═════ Given text ═════

That's impressive, but it must be put in context. For the past few years, emerging market and commodity stocks were decimated on the back of the China slowdown and other factors. Every fund on 2016's top 10 list was down in 2015 and 2014. With the exception of two, they were all down in 2013 as well.
Thus, while 2016 may have marked the bottom for emerging market and commodity ETFs, most aren't anywhere near their all-time highs.
Silver Miners ETF Take No. 1 Spot
The title of best-performing ETF of 2016 goes to the PureFunds ISE Junior Silver ETF (SILJ), with its 121.7% gain. SILJ was up even more―as much as 280% at its highs―but the recent sell-off in silver and gold prices took a bite out of returns for miners.
YTD Return For SILJ
Silver prices were last trading near $16/oz after hitting $21 at one point in July. Still, they're up from where they started the year around $14. Likewise, gold last traded at $1,130, down from a high of $1,375, but up from $1,050 at the start of the year.
SILJ, with almost $50 million in assets, holds stocks of small-cap silver mining companies, the riskiest segment of the already-risky precious metals mining industry. In addition to SILJ, the broader Global X Silver Miners ETF (SIL) also made the top 10, with a 67.1% return.
Metals & Mining ETF Gains Steam After Election
In contrast to SILJ, which has been losing steam recently, the No. 2 ETF of 2016, the SPDR S&P Metals & Mining ETF (XME), has been gaining steam into year-end. XME was last trading up 114.5% year-to-date, with half of those gains coming since the Nov. 8 U.S. presidential election.

═════

◆ Check your understanding
• a. In the ETF passage, what return did the Global X Silver Miners ETF post?
• b. List every ETF the ETF passage names, with its ticker symbol.
• c. Write the next few sentences of the ETF passage, picking up right after its final sentence.

═════ Records shown ═════

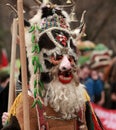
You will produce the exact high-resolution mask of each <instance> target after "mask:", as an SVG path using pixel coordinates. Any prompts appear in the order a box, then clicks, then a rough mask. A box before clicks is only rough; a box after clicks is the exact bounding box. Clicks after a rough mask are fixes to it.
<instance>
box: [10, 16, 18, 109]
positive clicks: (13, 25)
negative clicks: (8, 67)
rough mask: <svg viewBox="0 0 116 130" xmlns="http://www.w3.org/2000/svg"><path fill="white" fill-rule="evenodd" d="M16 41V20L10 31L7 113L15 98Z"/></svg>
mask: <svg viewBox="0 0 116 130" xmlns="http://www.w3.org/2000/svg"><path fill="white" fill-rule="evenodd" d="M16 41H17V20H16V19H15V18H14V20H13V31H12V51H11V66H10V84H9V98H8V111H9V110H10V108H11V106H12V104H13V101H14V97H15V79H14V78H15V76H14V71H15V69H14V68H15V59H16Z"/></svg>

═════
═════ Records shown ═════

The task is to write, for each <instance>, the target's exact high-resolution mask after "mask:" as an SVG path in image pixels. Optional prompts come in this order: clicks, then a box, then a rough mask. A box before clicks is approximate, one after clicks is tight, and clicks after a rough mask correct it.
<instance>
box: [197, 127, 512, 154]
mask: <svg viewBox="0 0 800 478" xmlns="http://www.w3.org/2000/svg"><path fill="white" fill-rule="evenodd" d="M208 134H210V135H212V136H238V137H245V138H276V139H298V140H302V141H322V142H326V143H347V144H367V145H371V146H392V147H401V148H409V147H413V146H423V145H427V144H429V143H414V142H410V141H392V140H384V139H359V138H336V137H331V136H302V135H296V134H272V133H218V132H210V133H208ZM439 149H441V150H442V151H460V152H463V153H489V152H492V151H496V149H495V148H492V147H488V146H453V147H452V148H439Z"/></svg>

═════
═════ Records shown ═════

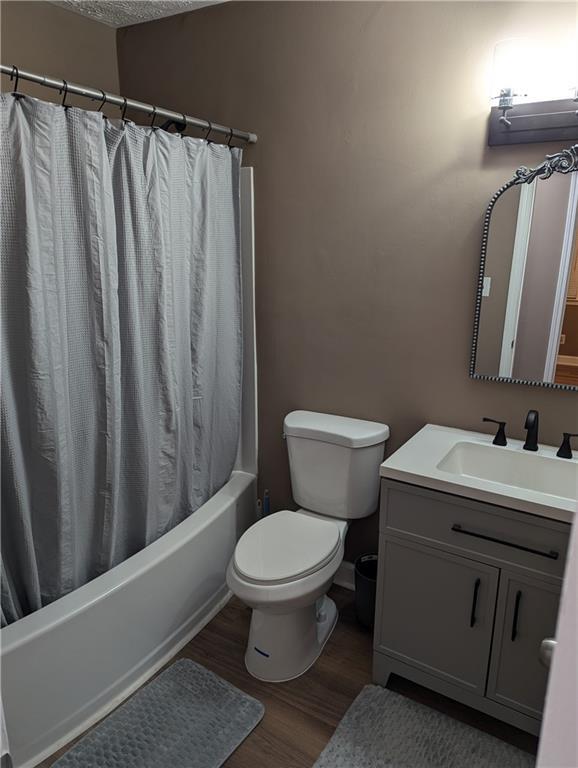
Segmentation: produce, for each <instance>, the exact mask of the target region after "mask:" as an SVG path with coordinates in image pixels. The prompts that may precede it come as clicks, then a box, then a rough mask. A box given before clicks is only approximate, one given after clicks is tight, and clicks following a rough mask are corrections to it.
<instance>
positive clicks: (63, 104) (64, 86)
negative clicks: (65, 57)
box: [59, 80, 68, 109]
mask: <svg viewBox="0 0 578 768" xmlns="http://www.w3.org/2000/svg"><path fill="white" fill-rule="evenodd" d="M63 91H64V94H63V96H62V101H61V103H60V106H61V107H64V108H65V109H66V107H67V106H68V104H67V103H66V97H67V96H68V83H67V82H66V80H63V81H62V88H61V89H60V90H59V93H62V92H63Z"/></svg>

═════

◆ Answer set
• a. A 67.1% return.

• b. PureFunds ISE Junior Silver ETF (SILJ); Global X Silver Miners ETF (SIL); SPDR S&P Metals & Mining ETF (XME)

• c.
YTD Return For XME
President-elect Trump's promise of massive infrastructure spending and trade policies that protect U.S. manufacturers―including steel producers―has been a boon for XME, which primarily holds steel companies, integrated miners and some coal stocks.
It's the same reason the VanEck Vectors Steel ETF (SLX) is the fourth-best-performing ETF of the year, with a 103.1% gain; and the Global X Copper Miners ETF (COPX) is the seventh-best-performing ETF, with a 75.1% return.
Of course, Trump isn't the only, or even biggest, reason ETFs like XME, SLX and COPX surged this year. Production cuts and rising demand in China for steel, coal and other basic materials played a big part in the recovery.
One ETF in particular that benefited from the developments in China this year was the VanEck Vectors Coal ETF (KOL). This is a fund that surged all year long as China slashed output of coal to boost prices and prop up indebted Chinese coal miners. As of Dec. 21, KOL was up 100% on the year.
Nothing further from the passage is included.